Text to read ▸
Phoenix

Re:Sticky situation; need advice
rthunderball 6 Reviews 1526 reads
posted

Client/Escort relationships exist partly due to the fantasy of a fling with a beautiful woman (one that you can pick, somewhat, from a large "menu") and partly due to the fact that it is a private meeting. Because of the privacy of the meeting, it is hoped (by both sides) that the mutual expectations are fully met. If they are NOT met, then things could get ugly. Since it's a private meeting, things could easily turn bad... especially under the theory of "what's to lose?"

So, it is very easy for a client or escort to be great to one party and horrible to another.

It's unfortunate you are in the middle of this, but you told the truth based on your personal experience. You did your part correctly.

They dropped the ball on their end. Unfortunately, these things happen. Both that escort and that client should have known this already.

Just my two cents.

Set tasks ▸
• a. Repeat the part of the forum post between "It's unfortunate you" and "my two cents.", inclusive.
• b. According to the forum post, what two reasons explain why client/escort relationships exist?
• c. List every sentence in the paragraph of the forum post that begins "They dropped the ball."

Provided material ▸
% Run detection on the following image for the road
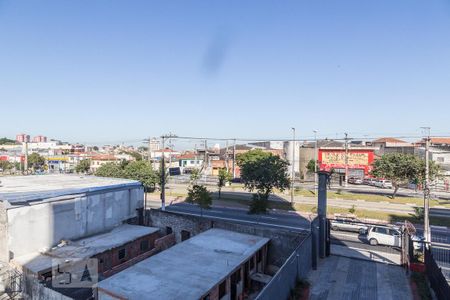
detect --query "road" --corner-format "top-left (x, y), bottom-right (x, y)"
top-left (163, 184), bottom-right (450, 218)
top-left (166, 203), bottom-right (310, 231)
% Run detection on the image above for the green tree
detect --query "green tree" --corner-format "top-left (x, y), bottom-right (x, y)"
top-left (306, 159), bottom-right (316, 173)
top-left (372, 153), bottom-right (440, 198)
top-left (75, 159), bottom-right (91, 173)
top-left (237, 149), bottom-right (290, 213)
top-left (95, 162), bottom-right (125, 178)
top-left (186, 184), bottom-right (212, 216)
top-left (121, 151), bottom-right (142, 160)
top-left (95, 161), bottom-right (159, 191)
top-left (0, 160), bottom-right (13, 172)
top-left (217, 168), bottom-right (233, 199)
top-left (123, 160), bottom-right (159, 191)
top-left (28, 153), bottom-right (45, 169)
top-left (0, 137), bottom-right (16, 145)
top-left (236, 149), bottom-right (272, 166)
top-left (189, 169), bottom-right (200, 185)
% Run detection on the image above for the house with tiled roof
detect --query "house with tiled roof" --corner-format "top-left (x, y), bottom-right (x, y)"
top-left (372, 137), bottom-right (414, 156)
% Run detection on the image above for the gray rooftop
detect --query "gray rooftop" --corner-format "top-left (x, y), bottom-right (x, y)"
top-left (98, 229), bottom-right (269, 299)
top-left (13, 224), bottom-right (159, 273)
top-left (0, 174), bottom-right (141, 204)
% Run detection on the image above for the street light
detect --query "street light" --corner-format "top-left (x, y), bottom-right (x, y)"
top-left (313, 130), bottom-right (319, 192)
top-left (291, 127), bottom-right (295, 204)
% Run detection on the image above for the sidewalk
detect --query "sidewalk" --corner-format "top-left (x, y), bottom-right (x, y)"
top-left (308, 255), bottom-right (412, 300)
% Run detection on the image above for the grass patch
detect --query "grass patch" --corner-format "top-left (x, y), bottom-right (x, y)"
top-left (411, 272), bottom-right (432, 300)
top-left (294, 189), bottom-right (450, 208)
top-left (221, 195), bottom-right (450, 227)
top-left (289, 279), bottom-right (310, 300)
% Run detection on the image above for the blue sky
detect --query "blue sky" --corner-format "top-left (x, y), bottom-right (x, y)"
top-left (0, 0), bottom-right (450, 143)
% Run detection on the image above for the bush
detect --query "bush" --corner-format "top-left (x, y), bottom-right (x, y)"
top-left (248, 194), bottom-right (269, 214)
top-left (411, 272), bottom-right (432, 300)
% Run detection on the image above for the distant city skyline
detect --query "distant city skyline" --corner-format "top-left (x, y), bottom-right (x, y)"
top-left (0, 0), bottom-right (450, 144)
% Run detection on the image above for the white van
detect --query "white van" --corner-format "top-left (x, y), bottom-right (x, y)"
top-left (367, 225), bottom-right (402, 247)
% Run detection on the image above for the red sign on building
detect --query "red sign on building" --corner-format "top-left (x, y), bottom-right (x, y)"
top-left (319, 148), bottom-right (374, 176)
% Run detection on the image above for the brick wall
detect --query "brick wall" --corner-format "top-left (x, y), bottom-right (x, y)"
top-left (93, 232), bottom-right (159, 277)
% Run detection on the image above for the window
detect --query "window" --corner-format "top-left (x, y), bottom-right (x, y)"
top-left (181, 230), bottom-right (191, 241)
top-left (256, 249), bottom-right (262, 263)
top-left (231, 268), bottom-right (241, 284)
top-left (389, 229), bottom-right (400, 235)
top-left (119, 248), bottom-right (126, 260)
top-left (219, 280), bottom-right (227, 299)
top-left (141, 240), bottom-right (149, 251)
top-left (373, 227), bottom-right (389, 234)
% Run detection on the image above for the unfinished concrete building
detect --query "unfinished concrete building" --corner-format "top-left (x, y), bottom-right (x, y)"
top-left (97, 229), bottom-right (269, 300)
top-left (0, 175), bottom-right (149, 298)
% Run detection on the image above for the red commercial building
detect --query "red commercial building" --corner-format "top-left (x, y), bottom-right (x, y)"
top-left (318, 147), bottom-right (375, 178)
top-left (33, 135), bottom-right (47, 143)
top-left (16, 133), bottom-right (30, 143)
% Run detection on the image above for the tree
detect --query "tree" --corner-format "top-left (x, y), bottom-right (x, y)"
top-left (306, 159), bottom-right (316, 173)
top-left (372, 153), bottom-right (440, 198)
top-left (186, 184), bottom-right (212, 216)
top-left (0, 160), bottom-right (13, 171)
top-left (0, 137), bottom-right (16, 145)
top-left (95, 161), bottom-right (159, 191)
top-left (189, 169), bottom-right (200, 185)
top-left (95, 162), bottom-right (125, 178)
top-left (123, 160), bottom-right (159, 191)
top-left (238, 149), bottom-right (290, 213)
top-left (217, 168), bottom-right (233, 199)
top-left (75, 159), bottom-right (91, 173)
top-left (28, 153), bottom-right (45, 169)
top-left (121, 151), bottom-right (142, 160)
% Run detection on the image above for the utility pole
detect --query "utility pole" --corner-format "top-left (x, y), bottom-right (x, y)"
top-left (422, 127), bottom-right (431, 248)
top-left (313, 130), bottom-right (319, 193)
top-left (161, 133), bottom-right (177, 211)
top-left (233, 140), bottom-right (236, 179)
top-left (147, 137), bottom-right (154, 170)
top-left (291, 127), bottom-right (295, 203)
top-left (23, 141), bottom-right (28, 172)
top-left (345, 133), bottom-right (348, 187)
top-left (225, 140), bottom-right (229, 173)
top-left (161, 135), bottom-right (166, 211)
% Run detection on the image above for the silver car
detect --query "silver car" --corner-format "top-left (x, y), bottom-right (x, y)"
top-left (330, 218), bottom-right (369, 234)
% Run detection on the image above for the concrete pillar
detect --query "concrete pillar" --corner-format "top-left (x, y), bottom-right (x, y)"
top-left (317, 171), bottom-right (330, 258)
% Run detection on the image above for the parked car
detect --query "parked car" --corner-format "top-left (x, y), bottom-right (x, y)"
top-left (375, 179), bottom-right (392, 189)
top-left (411, 235), bottom-right (425, 251)
top-left (348, 177), bottom-right (362, 184)
top-left (363, 177), bottom-right (376, 185)
top-left (330, 218), bottom-right (369, 234)
top-left (367, 225), bottom-right (402, 247)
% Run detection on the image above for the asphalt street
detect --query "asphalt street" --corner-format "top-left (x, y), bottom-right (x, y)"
top-left (163, 184), bottom-right (450, 218)
top-left (166, 203), bottom-right (310, 231)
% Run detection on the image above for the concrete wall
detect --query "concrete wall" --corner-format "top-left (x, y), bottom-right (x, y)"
top-left (6, 187), bottom-right (143, 258)
top-left (147, 209), bottom-right (308, 267)
top-left (256, 236), bottom-right (311, 300)
top-left (0, 202), bottom-right (9, 262)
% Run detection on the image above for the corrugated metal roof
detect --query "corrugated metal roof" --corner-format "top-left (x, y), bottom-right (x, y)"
top-left (0, 174), bottom-right (142, 204)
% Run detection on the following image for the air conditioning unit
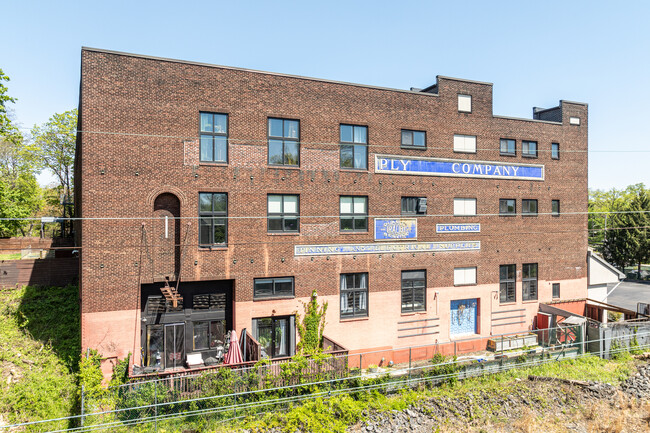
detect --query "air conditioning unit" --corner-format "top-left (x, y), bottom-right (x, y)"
top-left (418, 197), bottom-right (427, 213)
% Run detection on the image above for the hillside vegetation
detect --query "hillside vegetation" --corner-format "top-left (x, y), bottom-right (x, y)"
top-left (0, 286), bottom-right (80, 427)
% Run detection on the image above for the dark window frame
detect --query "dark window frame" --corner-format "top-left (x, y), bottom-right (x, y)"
top-left (253, 315), bottom-right (296, 359)
top-left (499, 198), bottom-right (517, 217)
top-left (551, 143), bottom-right (560, 159)
top-left (499, 264), bottom-right (517, 304)
top-left (199, 192), bottom-right (228, 247)
top-left (266, 194), bottom-right (300, 233)
top-left (339, 123), bottom-right (369, 171)
top-left (199, 111), bottom-right (230, 164)
top-left (266, 117), bottom-right (300, 167)
top-left (551, 283), bottom-right (560, 299)
top-left (186, 319), bottom-right (227, 352)
top-left (521, 198), bottom-right (539, 217)
top-left (551, 200), bottom-right (561, 217)
top-left (339, 195), bottom-right (368, 233)
top-left (400, 129), bottom-right (427, 149)
top-left (521, 263), bottom-right (539, 301)
top-left (401, 196), bottom-right (427, 216)
top-left (253, 277), bottom-right (296, 300)
top-left (521, 140), bottom-right (539, 158)
top-left (339, 272), bottom-right (370, 319)
top-left (401, 269), bottom-right (427, 313)
top-left (499, 138), bottom-right (517, 156)
top-left (456, 93), bottom-right (474, 113)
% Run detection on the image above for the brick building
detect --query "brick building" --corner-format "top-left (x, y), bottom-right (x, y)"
top-left (75, 48), bottom-right (587, 369)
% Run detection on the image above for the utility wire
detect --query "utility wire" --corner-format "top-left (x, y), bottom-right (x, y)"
top-left (12, 128), bottom-right (650, 153)
top-left (3, 226), bottom-right (650, 251)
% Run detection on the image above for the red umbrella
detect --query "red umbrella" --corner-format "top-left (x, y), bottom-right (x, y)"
top-left (223, 329), bottom-right (244, 364)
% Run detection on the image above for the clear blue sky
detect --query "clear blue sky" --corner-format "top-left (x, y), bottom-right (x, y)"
top-left (0, 0), bottom-right (650, 189)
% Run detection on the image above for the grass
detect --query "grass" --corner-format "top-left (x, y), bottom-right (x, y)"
top-left (217, 356), bottom-right (636, 433)
top-left (0, 253), bottom-right (20, 260)
top-left (0, 286), bottom-right (80, 423)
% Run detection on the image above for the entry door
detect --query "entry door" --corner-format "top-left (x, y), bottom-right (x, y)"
top-left (165, 323), bottom-right (185, 368)
top-left (449, 299), bottom-right (478, 337)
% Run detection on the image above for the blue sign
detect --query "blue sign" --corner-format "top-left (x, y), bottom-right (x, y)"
top-left (375, 155), bottom-right (544, 181)
top-left (375, 218), bottom-right (418, 241)
top-left (293, 241), bottom-right (481, 256)
top-left (436, 223), bottom-right (481, 233)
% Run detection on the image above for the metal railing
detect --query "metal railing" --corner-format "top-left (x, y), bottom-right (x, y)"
top-left (0, 325), bottom-right (650, 432)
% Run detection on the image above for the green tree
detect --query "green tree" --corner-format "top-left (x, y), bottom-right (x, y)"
top-left (32, 109), bottom-right (77, 233)
top-left (0, 69), bottom-right (42, 236)
top-left (589, 183), bottom-right (650, 271)
top-left (0, 69), bottom-right (16, 137)
top-left (0, 173), bottom-right (42, 236)
top-left (626, 190), bottom-right (650, 275)
top-left (296, 290), bottom-right (328, 354)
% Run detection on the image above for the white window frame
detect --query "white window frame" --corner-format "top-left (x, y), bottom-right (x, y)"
top-left (458, 94), bottom-right (472, 113)
top-left (454, 266), bottom-right (476, 286)
top-left (454, 134), bottom-right (476, 153)
top-left (454, 198), bottom-right (476, 216)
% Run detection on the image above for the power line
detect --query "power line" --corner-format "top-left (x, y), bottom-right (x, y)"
top-left (0, 210), bottom-right (650, 224)
top-left (8, 128), bottom-right (650, 153)
top-left (2, 226), bottom-right (650, 251)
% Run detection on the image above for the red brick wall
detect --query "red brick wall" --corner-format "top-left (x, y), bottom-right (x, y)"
top-left (75, 49), bottom-right (588, 344)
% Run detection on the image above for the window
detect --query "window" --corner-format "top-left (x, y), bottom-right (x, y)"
top-left (521, 140), bottom-right (537, 158)
top-left (267, 194), bottom-right (300, 233)
top-left (551, 143), bottom-right (560, 159)
top-left (521, 263), bottom-right (537, 301)
top-left (192, 320), bottom-right (226, 350)
top-left (499, 265), bottom-right (517, 304)
top-left (500, 138), bottom-right (517, 156)
top-left (454, 267), bottom-right (476, 286)
top-left (340, 196), bottom-right (368, 232)
top-left (199, 193), bottom-right (228, 246)
top-left (340, 125), bottom-right (368, 170)
top-left (402, 129), bottom-right (427, 149)
top-left (458, 95), bottom-right (472, 113)
top-left (200, 113), bottom-right (228, 162)
top-left (253, 317), bottom-right (295, 358)
top-left (253, 277), bottom-right (294, 299)
top-left (341, 273), bottom-right (368, 318)
top-left (454, 134), bottom-right (476, 153)
top-left (521, 199), bottom-right (537, 216)
top-left (269, 118), bottom-right (300, 165)
top-left (192, 293), bottom-right (226, 311)
top-left (402, 271), bottom-right (427, 313)
top-left (499, 198), bottom-right (517, 216)
top-left (402, 197), bottom-right (427, 215)
top-left (551, 200), bottom-right (560, 216)
top-left (454, 198), bottom-right (476, 216)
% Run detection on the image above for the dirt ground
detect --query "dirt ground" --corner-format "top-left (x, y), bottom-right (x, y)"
top-left (349, 363), bottom-right (650, 433)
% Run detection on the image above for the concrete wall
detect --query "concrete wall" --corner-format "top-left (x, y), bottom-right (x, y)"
top-left (0, 257), bottom-right (79, 288)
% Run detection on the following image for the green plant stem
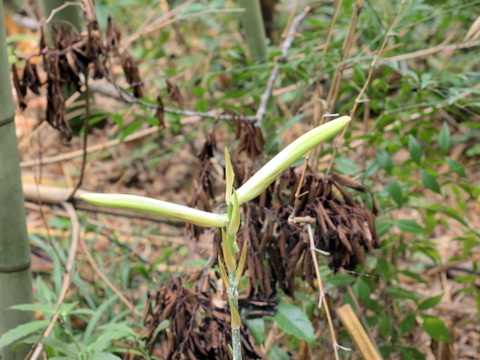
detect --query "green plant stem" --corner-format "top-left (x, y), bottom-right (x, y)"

Task-by-task answers ▸
• a.
It's unfortunate you are in the middle of this, but you told the truth based on your personal experience. You did your part correctly.

They dropped the ball on their end. Unfortunately, these things happen. Both that escort and that client should have known this already.

Just my two cents.

• b. The fantasy of a fling with a beautiful woman, and the fact that it is a private meeting.

• c.
- They dropped the ball on their end.
- Unfortunately, these things happen.
- Both that escort and that client should have known this already.